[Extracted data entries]
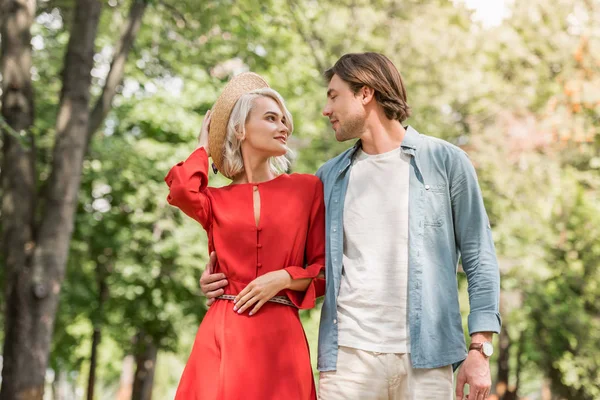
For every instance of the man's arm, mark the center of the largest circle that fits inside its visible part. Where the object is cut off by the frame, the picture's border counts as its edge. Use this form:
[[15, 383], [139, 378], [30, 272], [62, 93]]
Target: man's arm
[[474, 240], [211, 284]]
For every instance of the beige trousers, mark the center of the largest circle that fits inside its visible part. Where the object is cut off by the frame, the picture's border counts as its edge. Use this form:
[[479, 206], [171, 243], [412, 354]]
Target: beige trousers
[[365, 375]]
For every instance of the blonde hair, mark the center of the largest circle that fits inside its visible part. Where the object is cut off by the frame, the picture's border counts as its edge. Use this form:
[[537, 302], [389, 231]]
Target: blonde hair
[[233, 162]]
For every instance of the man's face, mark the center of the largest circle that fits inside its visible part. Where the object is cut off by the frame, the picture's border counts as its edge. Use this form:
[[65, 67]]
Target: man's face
[[345, 110]]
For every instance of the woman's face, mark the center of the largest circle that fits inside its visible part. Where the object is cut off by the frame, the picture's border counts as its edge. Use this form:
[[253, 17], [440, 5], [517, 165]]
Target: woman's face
[[266, 132]]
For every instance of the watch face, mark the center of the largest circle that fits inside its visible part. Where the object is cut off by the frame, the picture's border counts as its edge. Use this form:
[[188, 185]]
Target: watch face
[[488, 349]]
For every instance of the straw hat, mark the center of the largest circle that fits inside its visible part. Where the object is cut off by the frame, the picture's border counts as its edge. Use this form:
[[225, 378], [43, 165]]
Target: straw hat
[[235, 88]]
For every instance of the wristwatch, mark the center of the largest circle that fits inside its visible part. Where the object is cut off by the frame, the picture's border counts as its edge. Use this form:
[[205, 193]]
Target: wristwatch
[[485, 348]]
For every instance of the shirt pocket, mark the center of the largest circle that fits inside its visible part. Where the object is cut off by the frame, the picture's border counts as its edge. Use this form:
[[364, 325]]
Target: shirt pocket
[[436, 205]]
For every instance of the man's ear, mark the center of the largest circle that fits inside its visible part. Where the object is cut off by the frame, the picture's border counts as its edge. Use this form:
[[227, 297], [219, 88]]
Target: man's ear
[[367, 94]]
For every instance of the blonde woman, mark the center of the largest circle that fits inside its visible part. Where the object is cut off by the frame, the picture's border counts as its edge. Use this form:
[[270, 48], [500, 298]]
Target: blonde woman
[[268, 230]]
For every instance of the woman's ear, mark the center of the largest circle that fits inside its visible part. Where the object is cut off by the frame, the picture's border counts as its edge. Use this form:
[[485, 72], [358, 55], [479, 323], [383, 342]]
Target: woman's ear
[[239, 135]]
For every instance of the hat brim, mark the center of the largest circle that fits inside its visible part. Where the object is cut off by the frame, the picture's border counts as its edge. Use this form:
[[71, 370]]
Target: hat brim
[[221, 111]]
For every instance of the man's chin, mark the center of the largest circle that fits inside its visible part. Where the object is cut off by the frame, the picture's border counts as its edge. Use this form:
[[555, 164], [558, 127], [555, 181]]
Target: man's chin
[[340, 137]]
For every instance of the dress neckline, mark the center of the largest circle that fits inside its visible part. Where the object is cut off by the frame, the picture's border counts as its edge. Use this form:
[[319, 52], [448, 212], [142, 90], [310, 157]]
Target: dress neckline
[[257, 183]]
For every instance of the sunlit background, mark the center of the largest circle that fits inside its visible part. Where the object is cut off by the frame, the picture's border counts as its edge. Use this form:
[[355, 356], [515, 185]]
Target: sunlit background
[[514, 83]]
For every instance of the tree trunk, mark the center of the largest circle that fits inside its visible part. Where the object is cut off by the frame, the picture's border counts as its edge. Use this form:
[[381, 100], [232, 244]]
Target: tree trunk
[[126, 381], [18, 200], [98, 322], [145, 365], [503, 364], [33, 296], [36, 255]]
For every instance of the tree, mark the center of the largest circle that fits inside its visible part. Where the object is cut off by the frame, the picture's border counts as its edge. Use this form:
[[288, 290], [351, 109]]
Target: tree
[[37, 225]]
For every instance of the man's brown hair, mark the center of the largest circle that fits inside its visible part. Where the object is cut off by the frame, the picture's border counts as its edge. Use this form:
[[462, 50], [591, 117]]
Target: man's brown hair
[[377, 72]]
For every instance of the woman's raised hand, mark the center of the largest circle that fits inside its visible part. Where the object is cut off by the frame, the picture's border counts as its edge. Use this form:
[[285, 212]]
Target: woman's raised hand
[[203, 136]]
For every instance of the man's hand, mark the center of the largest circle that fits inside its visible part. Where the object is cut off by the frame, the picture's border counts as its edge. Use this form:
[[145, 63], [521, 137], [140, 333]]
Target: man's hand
[[211, 284], [261, 290], [475, 372]]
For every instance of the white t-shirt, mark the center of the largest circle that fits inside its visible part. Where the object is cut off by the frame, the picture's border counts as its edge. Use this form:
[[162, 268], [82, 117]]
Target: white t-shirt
[[372, 302]]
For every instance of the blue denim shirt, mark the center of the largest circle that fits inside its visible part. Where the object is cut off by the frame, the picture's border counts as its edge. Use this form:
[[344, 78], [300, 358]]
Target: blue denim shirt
[[447, 220]]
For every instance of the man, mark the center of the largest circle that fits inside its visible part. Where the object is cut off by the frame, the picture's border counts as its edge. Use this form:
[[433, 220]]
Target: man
[[401, 208]]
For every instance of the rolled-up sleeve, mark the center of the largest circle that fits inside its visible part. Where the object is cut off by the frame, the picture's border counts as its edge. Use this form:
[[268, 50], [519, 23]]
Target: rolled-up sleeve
[[474, 240]]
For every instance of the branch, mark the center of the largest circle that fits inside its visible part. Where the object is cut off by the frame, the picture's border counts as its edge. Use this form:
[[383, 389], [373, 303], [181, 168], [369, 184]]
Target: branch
[[176, 13], [309, 39], [117, 67]]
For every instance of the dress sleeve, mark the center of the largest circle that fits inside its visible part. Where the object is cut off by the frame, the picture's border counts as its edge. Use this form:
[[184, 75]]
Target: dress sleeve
[[187, 183], [314, 256]]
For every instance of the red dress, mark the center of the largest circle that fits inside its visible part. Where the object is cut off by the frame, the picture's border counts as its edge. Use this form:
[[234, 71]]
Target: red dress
[[264, 356]]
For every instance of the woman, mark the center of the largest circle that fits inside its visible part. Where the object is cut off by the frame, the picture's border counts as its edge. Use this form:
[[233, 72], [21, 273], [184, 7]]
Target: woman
[[268, 229]]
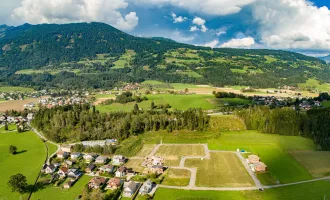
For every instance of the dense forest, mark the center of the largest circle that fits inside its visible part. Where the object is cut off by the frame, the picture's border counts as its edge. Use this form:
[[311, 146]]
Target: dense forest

(INSTRUCTION):
Copy the part of the records that opens with the line containing "For every instance of the white" and closes with the line containing "[[372, 302]]", requests included, and output only those lines. Offset every coordinate in the answer points by 97, leaving the coordinates in the requests' form samples unchanged.

(ANSWER):
For every instance of the white t-shirt, mark the center of the largest circle that fits inside its visible part. Where the object is cut off by the frame, the picture's border counts as its edge. Use this form:
[[162, 268], [82, 117]]
Target: white t-shirt
[[469, 399]]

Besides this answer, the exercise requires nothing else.